- **Input rows**

──────────

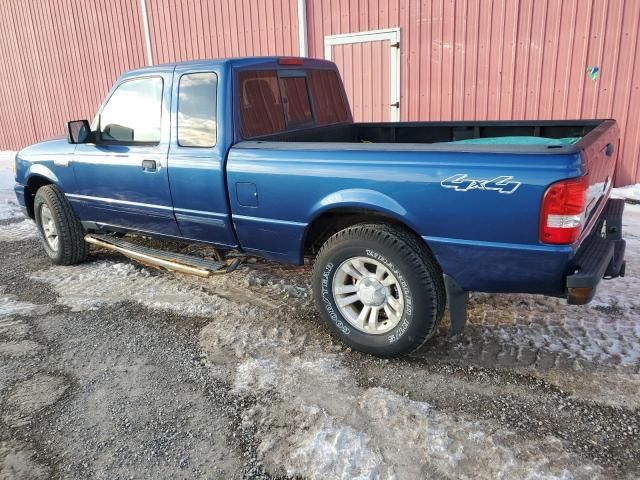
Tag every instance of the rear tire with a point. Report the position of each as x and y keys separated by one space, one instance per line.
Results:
x=60 y=229
x=379 y=289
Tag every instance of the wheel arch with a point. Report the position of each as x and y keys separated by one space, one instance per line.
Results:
x=35 y=181
x=338 y=217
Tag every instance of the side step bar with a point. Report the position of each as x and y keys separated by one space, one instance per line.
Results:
x=160 y=258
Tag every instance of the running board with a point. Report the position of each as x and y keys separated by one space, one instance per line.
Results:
x=201 y=267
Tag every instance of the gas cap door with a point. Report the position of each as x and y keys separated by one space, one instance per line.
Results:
x=247 y=194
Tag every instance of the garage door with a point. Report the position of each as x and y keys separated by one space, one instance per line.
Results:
x=369 y=63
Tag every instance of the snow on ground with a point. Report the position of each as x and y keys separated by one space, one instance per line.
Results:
x=630 y=192
x=8 y=205
x=299 y=428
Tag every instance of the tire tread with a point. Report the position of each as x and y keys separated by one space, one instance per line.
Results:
x=417 y=255
x=74 y=248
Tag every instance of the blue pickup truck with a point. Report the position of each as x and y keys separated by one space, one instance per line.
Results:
x=262 y=155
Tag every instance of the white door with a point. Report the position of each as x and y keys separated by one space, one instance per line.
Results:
x=369 y=64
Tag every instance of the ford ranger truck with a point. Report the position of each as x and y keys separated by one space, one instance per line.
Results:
x=262 y=155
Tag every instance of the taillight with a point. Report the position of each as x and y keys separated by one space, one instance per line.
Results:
x=562 y=214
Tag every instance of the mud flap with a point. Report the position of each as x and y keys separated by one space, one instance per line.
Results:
x=457 y=300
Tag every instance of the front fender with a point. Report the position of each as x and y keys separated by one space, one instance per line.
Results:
x=42 y=171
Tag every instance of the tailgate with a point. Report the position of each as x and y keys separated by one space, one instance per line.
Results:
x=599 y=153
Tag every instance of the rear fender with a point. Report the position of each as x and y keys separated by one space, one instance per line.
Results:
x=362 y=198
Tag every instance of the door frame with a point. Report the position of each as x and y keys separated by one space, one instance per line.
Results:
x=390 y=34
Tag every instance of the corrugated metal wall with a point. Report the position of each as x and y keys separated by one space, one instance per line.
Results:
x=57 y=61
x=187 y=30
x=460 y=59
x=505 y=59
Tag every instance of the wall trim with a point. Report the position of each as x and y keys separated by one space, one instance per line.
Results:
x=147 y=34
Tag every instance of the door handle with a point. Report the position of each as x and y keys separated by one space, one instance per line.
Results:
x=608 y=150
x=149 y=165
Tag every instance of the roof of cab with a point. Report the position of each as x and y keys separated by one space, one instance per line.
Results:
x=233 y=62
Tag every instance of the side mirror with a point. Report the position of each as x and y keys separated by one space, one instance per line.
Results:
x=78 y=131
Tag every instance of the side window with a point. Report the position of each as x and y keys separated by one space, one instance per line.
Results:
x=197 y=125
x=260 y=108
x=329 y=104
x=132 y=113
x=295 y=97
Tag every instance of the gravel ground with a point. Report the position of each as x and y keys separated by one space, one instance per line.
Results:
x=114 y=370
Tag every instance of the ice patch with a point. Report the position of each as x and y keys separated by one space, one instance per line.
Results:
x=630 y=192
x=9 y=207
x=313 y=420
x=9 y=306
x=92 y=285
x=15 y=232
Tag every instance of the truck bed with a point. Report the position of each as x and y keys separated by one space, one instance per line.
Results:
x=445 y=135
x=401 y=170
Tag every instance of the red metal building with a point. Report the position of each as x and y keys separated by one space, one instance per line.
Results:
x=400 y=59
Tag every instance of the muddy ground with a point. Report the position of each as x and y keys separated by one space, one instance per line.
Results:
x=110 y=369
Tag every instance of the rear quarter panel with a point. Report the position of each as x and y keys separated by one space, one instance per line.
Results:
x=297 y=182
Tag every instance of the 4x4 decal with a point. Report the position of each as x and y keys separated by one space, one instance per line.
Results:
x=461 y=183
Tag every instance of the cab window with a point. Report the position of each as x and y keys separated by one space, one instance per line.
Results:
x=197 y=126
x=295 y=99
x=274 y=102
x=133 y=113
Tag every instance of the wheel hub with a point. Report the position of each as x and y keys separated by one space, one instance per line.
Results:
x=372 y=292
x=368 y=295
x=49 y=229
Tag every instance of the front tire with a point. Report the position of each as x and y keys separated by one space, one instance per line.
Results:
x=379 y=289
x=60 y=229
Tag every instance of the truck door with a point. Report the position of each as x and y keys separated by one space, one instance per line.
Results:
x=197 y=155
x=122 y=179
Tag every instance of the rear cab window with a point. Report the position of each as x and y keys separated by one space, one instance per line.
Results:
x=276 y=101
x=197 y=105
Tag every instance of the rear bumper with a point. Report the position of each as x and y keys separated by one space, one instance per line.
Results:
x=601 y=255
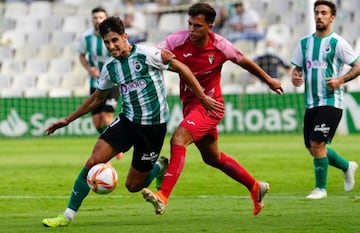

──────────

Lay out every line of the records above as a Markdown table with the columns Row and Record line, numbering the rows in order and skipping blank lines. Omit the pictures.

| Row | Record line |
|---|---|
| 1 | Tag every instance of the rear tire with a point. Report the position of each as x and y keys separated by one space, one instance per line. |
| 2 | Results: |
| 3 | x=60 y=229 |
| 4 | x=379 y=289 |
| 5 | Tag every instance of the wheel arch with a point. Report the position of each as x and y keys separated by one space, one instance per line. |
| 6 | Results: |
| 7 | x=35 y=181 |
| 8 | x=338 y=217 |
| 9 | Tag every instance of the side step bar with a point. Report the position of each as x and y keys separated by one space, one instance per line. |
| 10 | Results: |
| 11 | x=160 y=258 |
| 12 | Tag every instance of the running board with a point. Report the position of each as x and y keys separated by one space, one instance per line. |
| 13 | Results: |
| 14 | x=201 y=267 |
| 15 | Tag every instance of the gas cap door with a point. Report the position of each as x and y keys separated by one space, one instance per line. |
| 16 | Results: |
| 17 | x=247 y=194 |
| 18 | Tag every instance of the garage door with a point. Report the position of each as x and y keys separated by one space, one instance per line. |
| 19 | Results: |
| 20 | x=369 y=63 |
| 21 | Tag every instance of the snow on ground with a point. Report the position of each as x and y keys separated by one space, one instance per line. |
| 22 | Results: |
| 23 | x=630 y=192 |
| 24 | x=8 y=205 |
| 25 | x=299 y=428 |
| 26 | Tag every instance of the tire tread with a point. Report the position of each as x and y keys separated by one space, one instance per line. |
| 27 | Results: |
| 28 | x=417 y=255 |
| 29 | x=74 y=248 |
| 30 | Tag every instance of the blue pickup truck with a point. Report the position of each as x and y keys separated by one space, one instance per line. |
| 31 | Results: |
| 32 | x=262 y=155 |
| 33 | Tag every instance of the white door with a point. Report the position of each as x and y keys separated by one space, one instance per line. |
| 34 | Results: |
| 35 | x=369 y=64 |
| 36 | Tag every instance of the ford ranger truck with a point. Report the position of each as x and y keys separated by one space, one instance per line. |
| 37 | Results: |
| 38 | x=262 y=155 |
| 39 | Tag every instance of the taillight with a point. Report the position of each as x and y keys separated by one space, one instance per line. |
| 40 | Results: |
| 41 | x=562 y=214 |
| 42 | Tag every instance of the mud flap with a point. Report the position of each as x and y keys separated by one space, one instance per line. |
| 43 | Results: |
| 44 | x=457 y=300 |
| 45 | Tag every instance of the front fender with a point. Report the position of each as x and y keys separated by one space, one instance per line. |
| 46 | Results: |
| 47 | x=42 y=171 |
| 48 | Tag every instance of the tailgate with a point. Report the position of each as x and y keys separated by one space, one instance per line. |
| 49 | Results: |
| 50 | x=599 y=153 |
| 51 | Tag every instance of the rear fender with a point. Report the position of each as x and y keys separated by one space, one instance per line. |
| 52 | Results: |
| 53 | x=362 y=198 |
| 54 | Tag every instance of the door frame with a point. Report the position of each as x and y keys separated by one space, one instance per line. |
| 55 | Results: |
| 56 | x=390 y=34 |
| 57 | Tag every instance of the corrugated metal wall with a point. Report the position of each as x and y keys separated by one space, one instance per line. |
| 58 | Results: |
| 59 | x=57 y=61 |
| 60 | x=187 y=30 |
| 61 | x=460 y=59 |
| 62 | x=505 y=59 |
| 63 | Tag every instance of the wall trim with a point. Report the position of each as x and y keys separated by one space, one instance per line. |
| 64 | Results: |
| 65 | x=147 y=34 |
| 66 | Tag every instance of the door handle with a point. Report the position of each as x and y keys separated by one space, one instance per line. |
| 67 | Results: |
| 68 | x=608 y=150 |
| 69 | x=149 y=165 |
| 70 | Tag every instance of the roof of cab with a point. Report the position of each as x and y keys separated by one space, one instance per line. |
| 71 | Results: |
| 72 | x=233 y=62 |
| 73 | Tag every instance of the side mirror with a point. Report the position of each as x and y keys separated by one space, one instance per line. |
| 74 | Results: |
| 75 | x=78 y=131 |
| 76 | Tag every instance of the side window with a point. Report the position of each as x and y keys separated by one space, one instance per line. |
| 77 | Results: |
| 78 | x=197 y=125 |
| 79 | x=260 y=108 |
| 80 | x=329 y=104 |
| 81 | x=132 y=113 |
| 82 | x=295 y=97 |
| 83 | Tag every instance of the gravel ground with a point. Report the position of each as x and y keys separated by one space, one instance per line. |
| 84 | Results: |
| 85 | x=114 y=370 |
| 86 | Tag every instance of the ice patch with a point. Report the position of each as x and y keys separated by one space, one instance per line. |
| 87 | Results: |
| 88 | x=630 y=192 |
| 89 | x=9 y=207 |
| 90 | x=313 y=420 |
| 91 | x=9 y=306 |
| 92 | x=92 y=285 |
| 93 | x=15 y=232 |
| 94 | Tag every instance of the truck bed with a point. Report the position of each as x and y keys separated by one space, one instance per line. |
| 95 | Results: |
| 96 | x=445 y=135 |
| 97 | x=401 y=170 |
| 98 | Tag every instance of the red metal building with a point. Report the position of each as x and y keys separated by one space, one instance per line. |
| 99 | Results: |
| 100 | x=400 y=59 |
| 101 | Tag every instance of the muddy ground with a point. Report the position of each as x and y keys separated by one space, one instance per line. |
| 102 | Results: |
| 103 | x=110 y=369 |
| 104 | Tag every instance of the rear quarter panel with a point. Report the position of each as x and y keys separated by one space, one instance per line. |
| 105 | Results: |
| 106 | x=297 y=182 |
| 107 | Tag every instance of the 4x4 decal with a point. Report the position of each as x and y keys separated by one space, one instance per line. |
| 108 | Results: |
| 109 | x=461 y=183 |
| 110 | Tag every instance of the cab window with a point. Report the position of each as x and y keys separated by one space, one instance per line. |
| 111 | Results: |
| 112 | x=197 y=126 |
| 113 | x=295 y=99 |
| 114 | x=274 y=102 |
| 115 | x=133 y=113 |
| 116 | Tag every instance of the wheel hub with a point. Report the position of each as x and y keys separated by one space, one instance per line. |
| 117 | Results: |
| 118 | x=372 y=292 |
| 119 | x=368 y=295 |
| 120 | x=49 y=229 |
| 121 | Tag every instance of the front tire with a point. Report the position of each as x and y keys separated by one space, one instance per line. |
| 122 | Results: |
| 123 | x=379 y=289 |
| 124 | x=60 y=229 |
| 125 | Tag every instance of the truck door with a point. Report the position of each as x and y keys separated by one space, one instance per line. |
| 126 | Results: |
| 127 | x=197 y=155 |
| 128 | x=122 y=179 |
| 129 | Tag every instance of the rear cab window with a point. Report the position of each as x and y keys separated by one space, one instance per line. |
| 130 | Results: |
| 131 | x=276 y=101 |
| 132 | x=197 y=105 |
| 133 | Tag every instance of the rear bumper with a point. Report the position of each as x and y keys separated by one space, one instance per line. |
| 134 | Results: |
| 135 | x=601 y=255 |